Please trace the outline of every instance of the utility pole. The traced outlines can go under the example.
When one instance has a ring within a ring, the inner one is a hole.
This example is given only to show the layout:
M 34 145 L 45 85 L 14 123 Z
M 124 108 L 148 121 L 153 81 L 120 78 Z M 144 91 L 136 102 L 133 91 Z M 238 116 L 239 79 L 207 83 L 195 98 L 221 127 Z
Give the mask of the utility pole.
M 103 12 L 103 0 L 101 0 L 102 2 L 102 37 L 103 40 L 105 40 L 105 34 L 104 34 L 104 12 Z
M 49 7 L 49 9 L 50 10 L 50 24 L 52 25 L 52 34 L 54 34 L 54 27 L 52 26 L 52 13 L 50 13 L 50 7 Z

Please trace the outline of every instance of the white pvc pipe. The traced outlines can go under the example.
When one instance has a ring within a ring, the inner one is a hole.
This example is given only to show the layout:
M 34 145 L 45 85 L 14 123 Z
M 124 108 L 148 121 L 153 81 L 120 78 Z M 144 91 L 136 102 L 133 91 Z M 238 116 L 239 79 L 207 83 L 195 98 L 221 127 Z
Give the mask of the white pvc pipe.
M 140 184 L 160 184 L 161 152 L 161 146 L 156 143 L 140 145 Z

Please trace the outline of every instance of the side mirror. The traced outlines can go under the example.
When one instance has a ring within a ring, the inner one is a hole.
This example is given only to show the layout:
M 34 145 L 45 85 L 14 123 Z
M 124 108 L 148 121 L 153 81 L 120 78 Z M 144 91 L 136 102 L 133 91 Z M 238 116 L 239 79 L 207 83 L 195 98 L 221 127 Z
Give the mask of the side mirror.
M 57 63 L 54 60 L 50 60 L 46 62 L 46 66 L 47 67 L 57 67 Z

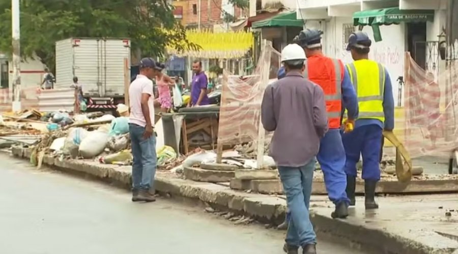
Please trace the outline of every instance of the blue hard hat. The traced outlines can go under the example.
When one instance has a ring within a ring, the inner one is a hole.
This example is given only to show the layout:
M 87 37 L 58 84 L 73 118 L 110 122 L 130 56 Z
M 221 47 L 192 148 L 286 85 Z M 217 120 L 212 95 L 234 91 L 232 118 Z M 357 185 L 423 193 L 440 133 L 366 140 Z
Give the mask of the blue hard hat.
M 348 45 L 347 50 L 350 51 L 352 47 L 360 48 L 367 48 L 370 47 L 372 41 L 369 38 L 367 34 L 362 31 L 357 31 L 352 33 L 348 38 Z
M 302 30 L 298 37 L 298 44 L 303 48 L 314 48 L 321 46 L 321 35 L 323 34 L 323 31 L 318 29 Z

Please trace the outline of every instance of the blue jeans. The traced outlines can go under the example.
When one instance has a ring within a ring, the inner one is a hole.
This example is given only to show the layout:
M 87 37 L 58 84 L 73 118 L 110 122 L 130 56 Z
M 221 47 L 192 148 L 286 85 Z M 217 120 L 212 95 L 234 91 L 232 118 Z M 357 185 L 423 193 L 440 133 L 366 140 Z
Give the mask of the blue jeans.
M 132 187 L 134 190 L 148 190 L 152 188 L 156 175 L 157 157 L 156 155 L 156 136 L 143 138 L 145 127 L 129 124 L 132 144 Z
M 278 166 L 291 217 L 285 241 L 291 245 L 317 243 L 308 212 L 314 168 L 314 158 L 302 167 Z
M 356 164 L 362 156 L 362 179 L 373 181 L 380 180 L 380 147 L 382 147 L 382 130 L 377 124 L 360 126 L 353 132 L 342 136 L 347 161 L 345 172 L 356 176 Z
M 340 130 L 329 130 L 321 139 L 317 159 L 324 175 L 329 200 L 336 205 L 342 202 L 350 204 L 345 191 L 347 175 L 343 168 L 346 155 Z

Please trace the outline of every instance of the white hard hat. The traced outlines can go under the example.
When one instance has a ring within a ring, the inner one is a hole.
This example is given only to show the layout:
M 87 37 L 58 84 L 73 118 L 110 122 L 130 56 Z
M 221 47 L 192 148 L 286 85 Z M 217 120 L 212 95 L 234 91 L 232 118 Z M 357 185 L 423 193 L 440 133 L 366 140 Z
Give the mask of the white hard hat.
M 290 60 L 305 60 L 305 52 L 296 43 L 288 44 L 281 50 L 281 62 Z

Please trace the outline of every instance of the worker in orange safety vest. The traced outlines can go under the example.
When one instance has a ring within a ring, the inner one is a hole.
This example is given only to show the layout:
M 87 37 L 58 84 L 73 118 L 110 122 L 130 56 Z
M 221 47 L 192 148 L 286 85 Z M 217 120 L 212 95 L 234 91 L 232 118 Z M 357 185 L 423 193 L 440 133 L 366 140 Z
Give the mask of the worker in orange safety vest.
M 345 107 L 349 115 L 347 122 L 356 119 L 358 101 L 347 68 L 340 60 L 323 55 L 322 34 L 321 30 L 307 28 L 300 32 L 296 43 L 307 56 L 304 77 L 320 85 L 325 93 L 329 130 L 320 141 L 317 158 L 324 175 L 328 196 L 335 205 L 331 215 L 343 218 L 348 216 L 350 200 L 346 193 L 346 155 L 340 132 L 340 118 Z

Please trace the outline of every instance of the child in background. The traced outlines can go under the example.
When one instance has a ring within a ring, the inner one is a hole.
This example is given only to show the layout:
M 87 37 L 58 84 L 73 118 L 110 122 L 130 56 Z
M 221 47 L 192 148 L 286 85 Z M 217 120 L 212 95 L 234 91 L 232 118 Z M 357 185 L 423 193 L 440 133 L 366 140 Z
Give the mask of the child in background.
M 161 104 L 161 111 L 167 113 L 173 105 L 170 87 L 175 85 L 175 81 L 168 76 L 162 73 L 162 71 L 165 68 L 163 64 L 158 62 L 157 65 L 161 69 L 161 72 L 156 76 L 156 84 L 159 92 L 159 98 L 157 100 Z

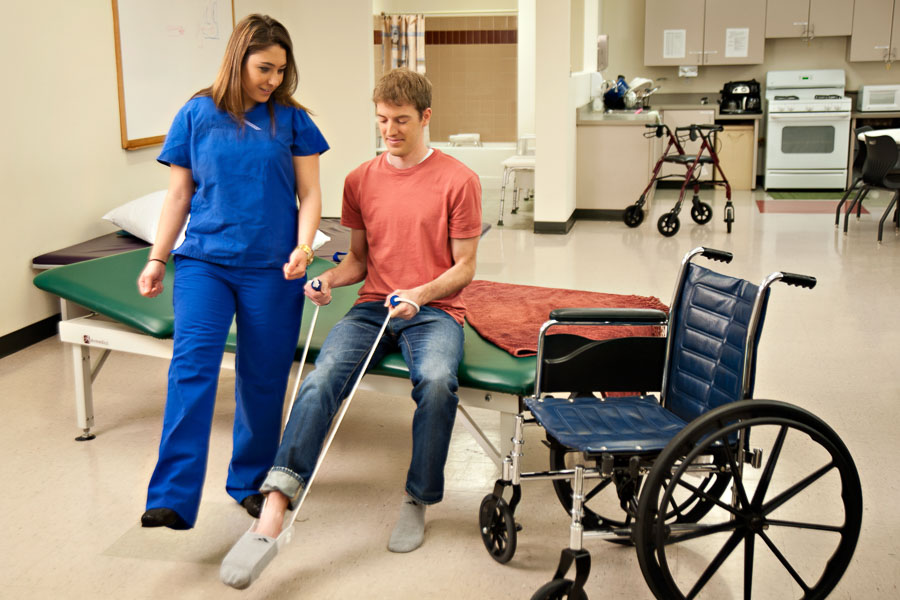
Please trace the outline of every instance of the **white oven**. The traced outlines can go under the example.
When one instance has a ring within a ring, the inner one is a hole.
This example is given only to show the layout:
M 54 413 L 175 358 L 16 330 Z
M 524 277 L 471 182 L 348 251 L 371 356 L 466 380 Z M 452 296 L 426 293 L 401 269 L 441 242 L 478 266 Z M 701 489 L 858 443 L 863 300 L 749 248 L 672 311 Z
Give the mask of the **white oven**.
M 850 113 L 770 113 L 768 188 L 835 188 L 847 183 Z
M 841 70 L 769 71 L 763 187 L 844 189 L 851 107 Z

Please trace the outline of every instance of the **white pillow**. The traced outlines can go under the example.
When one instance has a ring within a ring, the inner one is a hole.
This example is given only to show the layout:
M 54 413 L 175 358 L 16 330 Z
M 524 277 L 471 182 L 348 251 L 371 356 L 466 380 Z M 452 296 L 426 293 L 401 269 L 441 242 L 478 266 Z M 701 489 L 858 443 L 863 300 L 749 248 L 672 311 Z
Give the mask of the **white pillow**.
M 103 215 L 103 218 L 134 237 L 152 244 L 156 241 L 156 228 L 159 226 L 159 215 L 162 214 L 162 205 L 165 199 L 166 190 L 151 192 L 112 209 Z M 183 241 L 184 228 L 178 233 L 174 247 L 177 248 Z
M 162 205 L 165 199 L 166 190 L 151 192 L 146 196 L 141 196 L 112 209 L 103 215 L 103 218 L 124 229 L 134 237 L 152 244 L 156 240 L 156 228 L 159 226 L 159 215 L 162 213 Z M 178 237 L 175 240 L 175 248 L 184 241 L 184 230 L 186 227 L 187 224 L 178 233 Z M 323 244 L 330 241 L 330 237 L 316 230 L 316 237 L 312 244 L 313 250 L 318 250 Z

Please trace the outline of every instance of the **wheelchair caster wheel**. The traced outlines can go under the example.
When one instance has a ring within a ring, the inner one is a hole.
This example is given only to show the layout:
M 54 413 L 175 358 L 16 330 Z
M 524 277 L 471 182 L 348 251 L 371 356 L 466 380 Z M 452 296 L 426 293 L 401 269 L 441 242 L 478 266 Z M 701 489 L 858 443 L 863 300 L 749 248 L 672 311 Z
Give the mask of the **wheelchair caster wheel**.
M 572 586 L 575 585 L 571 579 L 554 579 L 548 581 L 538 588 L 531 597 L 531 600 L 587 600 L 587 594 L 584 590 L 572 592 Z
M 516 553 L 516 522 L 512 509 L 503 498 L 488 494 L 478 511 L 481 541 L 498 563 L 507 563 Z
M 697 223 L 698 225 L 709 223 L 709 220 L 712 219 L 712 206 L 706 202 L 698 201 L 691 206 L 691 218 L 694 219 L 694 223 Z
M 681 227 L 681 223 L 678 221 L 678 217 L 672 213 L 664 214 L 656 222 L 656 228 L 666 237 L 672 237 L 678 233 L 679 227 Z
M 641 200 L 644 197 L 641 196 Z M 632 204 L 622 212 L 622 220 L 629 227 L 637 227 L 644 222 L 644 209 L 637 204 Z

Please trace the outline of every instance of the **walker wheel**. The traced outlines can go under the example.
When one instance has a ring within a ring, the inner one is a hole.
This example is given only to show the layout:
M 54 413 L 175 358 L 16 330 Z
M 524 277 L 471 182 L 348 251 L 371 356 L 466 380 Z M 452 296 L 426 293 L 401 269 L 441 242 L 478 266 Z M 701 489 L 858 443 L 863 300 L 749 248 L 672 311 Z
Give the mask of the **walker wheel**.
M 575 585 L 575 582 L 571 579 L 548 581 L 538 588 L 531 600 L 563 600 L 564 598 L 569 600 L 587 600 L 587 594 L 584 593 L 583 589 L 578 590 L 574 594 L 572 593 L 573 585 Z
M 709 223 L 712 219 L 712 206 L 699 200 L 691 206 L 691 218 L 698 225 Z
M 678 233 L 679 227 L 681 227 L 681 223 L 678 221 L 678 217 L 672 213 L 664 214 L 656 222 L 656 228 L 666 237 L 672 237 Z
M 507 563 L 516 553 L 516 522 L 512 509 L 503 498 L 488 494 L 478 511 L 481 541 L 498 563 Z
M 644 197 L 641 196 L 641 200 Z M 622 220 L 629 227 L 637 227 L 644 222 L 644 209 L 637 204 L 632 204 L 622 212 Z

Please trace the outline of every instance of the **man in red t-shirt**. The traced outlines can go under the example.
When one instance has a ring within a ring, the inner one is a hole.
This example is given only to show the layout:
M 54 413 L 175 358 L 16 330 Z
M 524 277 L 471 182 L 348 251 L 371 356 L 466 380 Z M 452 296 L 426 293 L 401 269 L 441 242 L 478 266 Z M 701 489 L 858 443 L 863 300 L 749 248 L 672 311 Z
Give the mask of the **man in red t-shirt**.
M 320 290 L 307 284 L 306 295 L 324 305 L 331 301 L 332 288 L 365 283 L 303 381 L 275 465 L 261 488 L 267 500 L 255 531 L 245 534 L 222 563 L 222 580 L 234 587 L 249 585 L 277 552 L 272 542 L 285 511 L 309 481 L 332 417 L 388 312 L 391 320 L 372 361 L 377 364 L 387 352 L 399 350 L 409 366 L 416 403 L 406 495 L 388 549 L 418 548 L 425 507 L 443 498 L 463 348 L 460 292 L 475 275 L 481 186 L 465 165 L 426 145 L 431 84 L 424 75 L 395 69 L 379 81 L 373 100 L 387 151 L 347 176 L 341 223 L 351 229 L 350 252 L 319 277 Z M 394 294 L 411 302 L 391 308 L 387 298 Z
-*-*-
Skaliere bitte die Zeilen zwischen der Zeile mit "Please trace the outline of every instance of the side" und der Zeile mit "M 57 63 L 54", beide einschließlich, und gib sie vollständig wieder. Multipliziere dabei nur die Koordinaten in den Antworten mit 2,6 und runde auf ganze Zahlen, wobei halbe aufgerundet werden.

Please trace the outline of every instance of the side mirror. The traced outlines can go under the example.
When one instance has a ring within a ring, the inner one is a hole.
This example is given only to show the layout:
M 34 145 L 45 85 L 14 123 Z
M 124 108 L 148 121 L 153 81 L 120 78 Z M 144 91 L 136 102 L 133 91 Z M 238 116 L 239 79 L 207 83 L 195 98 L 221 127 Z
Give the mask of the side mirror.
M 148 164 L 140 156 L 130 156 L 120 161 L 120 172 L 122 174 L 148 174 Z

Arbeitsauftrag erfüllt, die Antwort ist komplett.